*What is expected*
Swap "gripper" for "robot arm" in the part of the material that opens with the line containing "line. Identify its location in this image." and closes with the line containing "[420,220,438,233]". Give only that part again, with nothing else changed.

BEGIN Source data

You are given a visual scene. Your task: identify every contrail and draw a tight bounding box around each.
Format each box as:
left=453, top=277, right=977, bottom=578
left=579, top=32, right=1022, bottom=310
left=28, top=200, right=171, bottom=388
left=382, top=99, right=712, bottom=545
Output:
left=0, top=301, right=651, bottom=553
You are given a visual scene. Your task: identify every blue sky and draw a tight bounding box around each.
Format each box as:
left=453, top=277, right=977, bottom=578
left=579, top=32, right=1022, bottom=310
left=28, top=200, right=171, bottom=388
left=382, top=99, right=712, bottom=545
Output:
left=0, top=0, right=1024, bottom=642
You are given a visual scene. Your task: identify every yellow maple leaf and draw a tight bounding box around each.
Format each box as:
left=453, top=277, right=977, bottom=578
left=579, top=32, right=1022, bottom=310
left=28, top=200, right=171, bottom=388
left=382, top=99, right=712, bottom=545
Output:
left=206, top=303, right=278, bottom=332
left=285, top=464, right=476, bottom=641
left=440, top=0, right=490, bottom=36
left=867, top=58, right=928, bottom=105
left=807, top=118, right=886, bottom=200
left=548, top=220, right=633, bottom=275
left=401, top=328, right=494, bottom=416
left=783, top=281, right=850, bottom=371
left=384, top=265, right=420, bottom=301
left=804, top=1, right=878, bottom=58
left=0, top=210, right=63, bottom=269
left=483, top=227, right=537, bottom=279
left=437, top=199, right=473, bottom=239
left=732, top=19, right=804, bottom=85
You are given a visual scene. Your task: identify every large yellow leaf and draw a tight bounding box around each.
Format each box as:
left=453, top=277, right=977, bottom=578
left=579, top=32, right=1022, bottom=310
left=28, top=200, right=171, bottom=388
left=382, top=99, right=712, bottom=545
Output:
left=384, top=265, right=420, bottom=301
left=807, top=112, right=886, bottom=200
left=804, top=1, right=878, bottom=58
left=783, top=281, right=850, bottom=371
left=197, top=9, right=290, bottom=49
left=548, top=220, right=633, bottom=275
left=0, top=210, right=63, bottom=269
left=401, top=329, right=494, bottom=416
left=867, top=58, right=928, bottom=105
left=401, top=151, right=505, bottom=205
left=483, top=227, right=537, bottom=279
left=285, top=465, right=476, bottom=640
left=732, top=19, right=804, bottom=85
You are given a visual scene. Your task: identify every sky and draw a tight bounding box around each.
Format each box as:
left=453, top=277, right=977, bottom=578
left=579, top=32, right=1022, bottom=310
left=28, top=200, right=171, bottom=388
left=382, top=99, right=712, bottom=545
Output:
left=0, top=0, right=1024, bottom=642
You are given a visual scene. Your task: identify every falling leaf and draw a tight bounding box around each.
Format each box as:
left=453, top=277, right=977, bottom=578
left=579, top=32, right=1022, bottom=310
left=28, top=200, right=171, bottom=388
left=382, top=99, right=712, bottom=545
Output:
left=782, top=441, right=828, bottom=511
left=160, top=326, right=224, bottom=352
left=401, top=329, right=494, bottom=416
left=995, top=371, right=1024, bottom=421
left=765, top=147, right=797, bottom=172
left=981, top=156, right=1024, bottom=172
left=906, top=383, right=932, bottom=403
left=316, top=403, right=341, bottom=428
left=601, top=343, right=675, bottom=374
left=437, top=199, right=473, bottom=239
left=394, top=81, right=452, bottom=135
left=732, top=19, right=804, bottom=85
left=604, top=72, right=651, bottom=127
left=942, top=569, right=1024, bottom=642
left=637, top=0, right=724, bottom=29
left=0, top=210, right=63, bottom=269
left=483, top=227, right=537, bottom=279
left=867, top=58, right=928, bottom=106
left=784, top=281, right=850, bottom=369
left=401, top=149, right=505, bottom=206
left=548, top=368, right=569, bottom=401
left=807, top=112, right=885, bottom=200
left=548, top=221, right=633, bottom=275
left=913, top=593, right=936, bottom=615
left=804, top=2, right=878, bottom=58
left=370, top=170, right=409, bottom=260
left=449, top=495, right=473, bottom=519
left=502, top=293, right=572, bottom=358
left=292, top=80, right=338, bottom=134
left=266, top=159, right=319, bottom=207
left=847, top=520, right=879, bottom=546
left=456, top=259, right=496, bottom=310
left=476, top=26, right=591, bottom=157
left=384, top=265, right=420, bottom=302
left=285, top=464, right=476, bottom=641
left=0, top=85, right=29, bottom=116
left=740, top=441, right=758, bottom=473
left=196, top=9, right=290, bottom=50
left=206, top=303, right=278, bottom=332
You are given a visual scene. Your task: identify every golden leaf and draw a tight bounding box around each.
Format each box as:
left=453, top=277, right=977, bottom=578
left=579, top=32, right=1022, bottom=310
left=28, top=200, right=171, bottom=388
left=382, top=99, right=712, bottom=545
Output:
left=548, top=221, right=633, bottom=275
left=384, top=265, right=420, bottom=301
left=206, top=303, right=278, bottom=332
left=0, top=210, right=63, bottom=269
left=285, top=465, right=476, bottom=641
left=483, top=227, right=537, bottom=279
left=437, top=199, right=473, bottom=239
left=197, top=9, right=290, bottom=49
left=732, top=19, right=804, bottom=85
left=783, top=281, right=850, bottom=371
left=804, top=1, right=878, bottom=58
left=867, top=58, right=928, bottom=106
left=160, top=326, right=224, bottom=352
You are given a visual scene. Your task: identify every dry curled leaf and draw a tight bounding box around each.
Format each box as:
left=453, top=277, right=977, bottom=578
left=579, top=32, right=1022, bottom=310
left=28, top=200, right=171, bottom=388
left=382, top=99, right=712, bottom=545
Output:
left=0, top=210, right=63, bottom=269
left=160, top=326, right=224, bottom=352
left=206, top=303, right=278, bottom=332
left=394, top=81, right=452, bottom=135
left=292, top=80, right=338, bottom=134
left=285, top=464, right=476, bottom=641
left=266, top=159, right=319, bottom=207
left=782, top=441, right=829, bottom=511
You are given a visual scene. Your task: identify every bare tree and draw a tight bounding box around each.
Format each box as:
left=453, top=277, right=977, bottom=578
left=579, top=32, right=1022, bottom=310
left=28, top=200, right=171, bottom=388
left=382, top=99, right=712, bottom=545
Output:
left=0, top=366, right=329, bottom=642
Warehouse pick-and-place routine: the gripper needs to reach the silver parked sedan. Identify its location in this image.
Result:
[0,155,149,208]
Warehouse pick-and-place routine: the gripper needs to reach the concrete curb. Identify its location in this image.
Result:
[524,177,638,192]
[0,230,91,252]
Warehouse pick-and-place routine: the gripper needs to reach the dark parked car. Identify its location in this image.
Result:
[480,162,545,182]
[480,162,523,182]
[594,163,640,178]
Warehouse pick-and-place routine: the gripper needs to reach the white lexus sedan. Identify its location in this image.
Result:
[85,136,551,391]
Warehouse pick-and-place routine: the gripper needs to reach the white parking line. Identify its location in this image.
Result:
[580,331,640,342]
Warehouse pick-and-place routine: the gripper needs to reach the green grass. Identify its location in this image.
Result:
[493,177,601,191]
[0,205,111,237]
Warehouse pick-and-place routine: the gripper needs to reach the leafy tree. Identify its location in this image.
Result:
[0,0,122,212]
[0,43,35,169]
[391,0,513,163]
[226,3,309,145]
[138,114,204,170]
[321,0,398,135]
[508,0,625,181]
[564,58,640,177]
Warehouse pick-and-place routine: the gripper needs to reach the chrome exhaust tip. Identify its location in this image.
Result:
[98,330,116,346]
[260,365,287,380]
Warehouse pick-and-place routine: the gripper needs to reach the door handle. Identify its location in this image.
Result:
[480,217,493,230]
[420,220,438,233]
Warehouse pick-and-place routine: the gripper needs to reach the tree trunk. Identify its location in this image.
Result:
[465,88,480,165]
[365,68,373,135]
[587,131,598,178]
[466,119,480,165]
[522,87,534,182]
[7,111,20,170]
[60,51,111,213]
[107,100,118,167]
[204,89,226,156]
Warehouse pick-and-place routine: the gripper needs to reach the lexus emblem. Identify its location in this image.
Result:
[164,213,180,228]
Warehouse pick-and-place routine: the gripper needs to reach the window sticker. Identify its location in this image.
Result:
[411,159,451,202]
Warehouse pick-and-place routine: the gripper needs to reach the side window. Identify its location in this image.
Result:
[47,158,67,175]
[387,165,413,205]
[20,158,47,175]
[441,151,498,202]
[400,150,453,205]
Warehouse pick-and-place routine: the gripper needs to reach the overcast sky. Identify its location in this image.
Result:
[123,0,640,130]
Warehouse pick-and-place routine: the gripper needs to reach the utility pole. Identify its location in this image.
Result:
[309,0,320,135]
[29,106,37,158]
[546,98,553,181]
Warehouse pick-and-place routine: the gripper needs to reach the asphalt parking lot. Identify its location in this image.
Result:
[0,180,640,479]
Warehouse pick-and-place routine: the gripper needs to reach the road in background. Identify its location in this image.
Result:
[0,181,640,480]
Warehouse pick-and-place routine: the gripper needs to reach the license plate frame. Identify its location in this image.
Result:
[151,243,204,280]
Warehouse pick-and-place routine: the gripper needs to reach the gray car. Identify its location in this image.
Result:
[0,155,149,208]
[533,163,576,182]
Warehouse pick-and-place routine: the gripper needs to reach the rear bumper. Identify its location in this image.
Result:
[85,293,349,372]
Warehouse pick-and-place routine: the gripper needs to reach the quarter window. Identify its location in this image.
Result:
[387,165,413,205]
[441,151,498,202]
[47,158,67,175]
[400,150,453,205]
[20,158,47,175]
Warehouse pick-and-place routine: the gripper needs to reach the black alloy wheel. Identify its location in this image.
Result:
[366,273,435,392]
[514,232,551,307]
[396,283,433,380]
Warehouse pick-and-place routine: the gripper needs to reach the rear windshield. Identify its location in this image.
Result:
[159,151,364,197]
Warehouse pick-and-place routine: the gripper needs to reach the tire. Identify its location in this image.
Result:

END Source data

*Exercise response*
Warehouse pick-and-place routine: the robot arm needs to reach the white parking line. Identify its location in this image.
Result:
[580,331,640,342]
Warehouse pick-and-place routine: the robot arm needs to reach the green grass. Identify its location in this image.
Result:
[493,177,601,191]
[0,205,111,237]
Warehouse pick-and-place routine: the robot arm needs to reach the leafy tree. Identify its location in this image.
Result:
[0,0,122,212]
[0,43,35,169]
[391,0,513,163]
[226,3,309,145]
[138,114,204,170]
[321,0,398,135]
[508,0,625,181]
[564,58,640,177]
Warehouse pick-and-place routine: the robot arm needs to reach the chrome exhaust tip. Identify its location in this image.
Result:
[98,330,116,346]
[260,365,287,380]
Warehouse pick-and-place routine: the robot arm needs to reach the door handle. Identify its location in this image.
Result:
[480,217,493,230]
[420,220,438,233]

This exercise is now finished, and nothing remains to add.